WHAT TO WORK ON:
**A.** Translate this sentence from the lab worms page into French: "Their performance was recorded in 80 second videos."
**B.** Update the lab worms page by giving everything from "59 locations of" down to "exhibiting (figure 1).", with "videos" changed to "clips".

PAGE EXCERPT START

In Today’s Information Era,
data can be collected from anywhere, from mining of twitter feeds to traffic counters. How about video images? They are essentially data collected on the wavelength of light that enters a camera, from frame to frame. Implication are highly versatile but only after we are able to develop algorithms that can further quantify the observations in a video.
This study explores the usage of video images to determine the effects of genetic mutations in C. Elegans worms, also known as lab worms. Mutations can affect the mutant worm’s adaption for higher temperature and are characterized in two ways. First, the effect will be in the responses mechanism, which will reduce the ability to detect a change in temperature. Second classification will be an effect in the physiological mechanism and reduces the ability of organs to exhibit normal behavior when temperature increases.
59 locations of mutations were included in the study. Their performance was recorded in 80 second videos. The contrast was adjusted so the changes in the coloration of the pixel can counted by a software. The number of pixels that changed color in between frames tell us how much movement the lab worms were exhibiting (figure 1).
A mutation in the physiological mechanism results in a gradual decrease in movement ending in paralysis. On the other hand, a mutation in the ability to respond to an increase in temperature can be seen as a rapid decrease in movement to paralysis because the lab worms will not change their swimming behaviours until it is too late. Figure 2 shows the expectation of the thermal performance curve within our hypothesis.

PAGE EXCERPT END
SOURCE MATERIAL START

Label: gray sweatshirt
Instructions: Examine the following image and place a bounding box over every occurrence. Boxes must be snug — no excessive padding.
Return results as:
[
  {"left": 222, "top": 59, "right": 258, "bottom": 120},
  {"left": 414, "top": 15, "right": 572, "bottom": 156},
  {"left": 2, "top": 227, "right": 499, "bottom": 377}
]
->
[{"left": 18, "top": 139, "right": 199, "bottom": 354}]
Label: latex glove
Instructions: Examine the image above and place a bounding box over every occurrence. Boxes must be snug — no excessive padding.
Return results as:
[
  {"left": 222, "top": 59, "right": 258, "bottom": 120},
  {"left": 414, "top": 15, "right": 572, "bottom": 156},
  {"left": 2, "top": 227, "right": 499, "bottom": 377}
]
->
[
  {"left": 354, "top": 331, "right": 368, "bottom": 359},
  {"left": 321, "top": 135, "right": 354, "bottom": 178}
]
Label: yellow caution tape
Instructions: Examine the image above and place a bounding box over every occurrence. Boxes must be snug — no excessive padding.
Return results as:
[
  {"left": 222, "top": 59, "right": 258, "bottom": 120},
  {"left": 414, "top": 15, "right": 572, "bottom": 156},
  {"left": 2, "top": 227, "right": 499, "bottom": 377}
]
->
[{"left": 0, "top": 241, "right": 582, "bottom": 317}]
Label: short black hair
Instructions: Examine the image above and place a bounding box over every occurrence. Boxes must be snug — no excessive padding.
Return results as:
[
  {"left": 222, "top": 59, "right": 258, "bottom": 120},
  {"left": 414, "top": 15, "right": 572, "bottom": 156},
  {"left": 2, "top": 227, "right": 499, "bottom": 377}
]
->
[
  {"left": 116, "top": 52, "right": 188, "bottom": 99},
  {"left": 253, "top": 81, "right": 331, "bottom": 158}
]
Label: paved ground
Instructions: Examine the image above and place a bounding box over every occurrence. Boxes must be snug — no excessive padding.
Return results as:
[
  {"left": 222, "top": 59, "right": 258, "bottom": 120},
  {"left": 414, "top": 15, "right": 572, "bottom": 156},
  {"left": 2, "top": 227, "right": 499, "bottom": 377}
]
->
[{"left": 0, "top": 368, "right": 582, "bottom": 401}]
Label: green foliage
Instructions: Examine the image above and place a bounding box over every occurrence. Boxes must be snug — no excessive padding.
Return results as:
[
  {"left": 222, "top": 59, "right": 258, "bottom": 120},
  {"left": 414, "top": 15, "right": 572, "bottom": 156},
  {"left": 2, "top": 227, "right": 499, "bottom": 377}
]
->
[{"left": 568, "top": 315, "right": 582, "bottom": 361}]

SOURCE MATERIAL END

SOLUTION LIST:
**A.** Leurs performances ont été enregistrées dans des vidéos de 80 secondes.

**B.**
59 locations of mutations were included in the study. Their performance was recorded in 80 second clips. The contrast was adjusted so the changes in the coloration of the pixel can counted by a software. The number of pixels that changed color in between frames tell us how much movement the lab worms were exhibiting (figure 1).